+++ STORED ROWS +++

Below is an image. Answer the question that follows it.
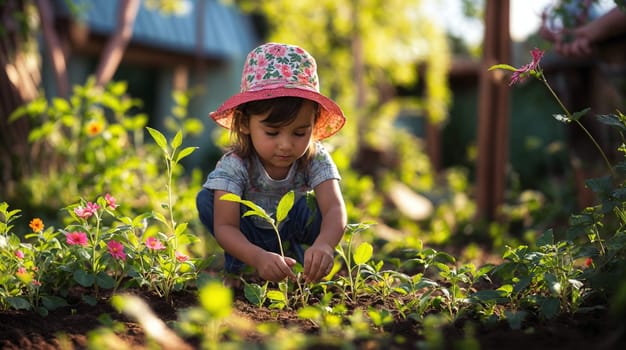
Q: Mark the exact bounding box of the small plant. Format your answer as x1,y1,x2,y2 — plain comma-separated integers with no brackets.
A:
489,48,615,175
220,191,303,309
331,223,374,302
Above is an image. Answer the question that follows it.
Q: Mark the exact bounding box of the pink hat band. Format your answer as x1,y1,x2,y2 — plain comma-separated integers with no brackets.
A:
210,43,345,140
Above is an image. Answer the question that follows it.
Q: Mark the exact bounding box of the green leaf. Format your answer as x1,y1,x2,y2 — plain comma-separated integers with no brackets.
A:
41,295,69,310
174,147,199,163
352,242,374,265
487,63,517,72
537,297,561,319
470,289,507,302
174,222,188,237
572,108,591,120
146,126,168,154
109,81,128,96
267,290,287,303
220,193,274,225
596,114,626,132
243,283,266,307
537,229,554,247
504,310,527,330
4,297,30,310
74,270,96,287
276,191,295,224
96,272,115,289
152,211,169,225
52,97,72,113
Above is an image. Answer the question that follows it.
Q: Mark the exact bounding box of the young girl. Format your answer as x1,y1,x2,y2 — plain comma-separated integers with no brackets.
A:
196,43,347,282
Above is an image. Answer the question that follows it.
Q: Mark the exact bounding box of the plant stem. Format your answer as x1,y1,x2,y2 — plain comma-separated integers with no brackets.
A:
539,73,615,177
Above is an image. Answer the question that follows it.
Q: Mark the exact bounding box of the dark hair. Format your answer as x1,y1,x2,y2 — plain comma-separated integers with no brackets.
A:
231,96,320,166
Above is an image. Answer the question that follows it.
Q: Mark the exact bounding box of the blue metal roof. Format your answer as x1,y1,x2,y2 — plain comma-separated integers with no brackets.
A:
54,0,257,58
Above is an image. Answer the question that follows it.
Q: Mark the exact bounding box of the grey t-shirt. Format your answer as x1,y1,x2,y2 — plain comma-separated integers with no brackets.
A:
203,142,341,228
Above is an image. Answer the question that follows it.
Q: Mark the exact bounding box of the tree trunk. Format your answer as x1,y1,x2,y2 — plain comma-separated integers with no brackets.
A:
476,0,511,220
37,0,69,97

+++

» WHAT IS EXPECTED
Repeat every line above from the first one through the line containing "210,43,345,140", and offset each bounding box coordinate in the answers by 52. Leave the pictures out.

» EXERCISE RESULT
Below is an image. Answer the question that follows it.
Q: Mark the exact bounding box of the small plant. Format your answer as x1,y1,x2,y2 — plain comma-separated integers with no brackets.
A:
541,100,667,227
272,243,355,361
383,275,426,354
Above is an image. Answer the question that follows it.
Q: Mark the exact bounding box of the pink hat band. Format your answer as x1,y1,x2,y2 — plain comma-separated integers with no brackets.
A:
262,95,397,192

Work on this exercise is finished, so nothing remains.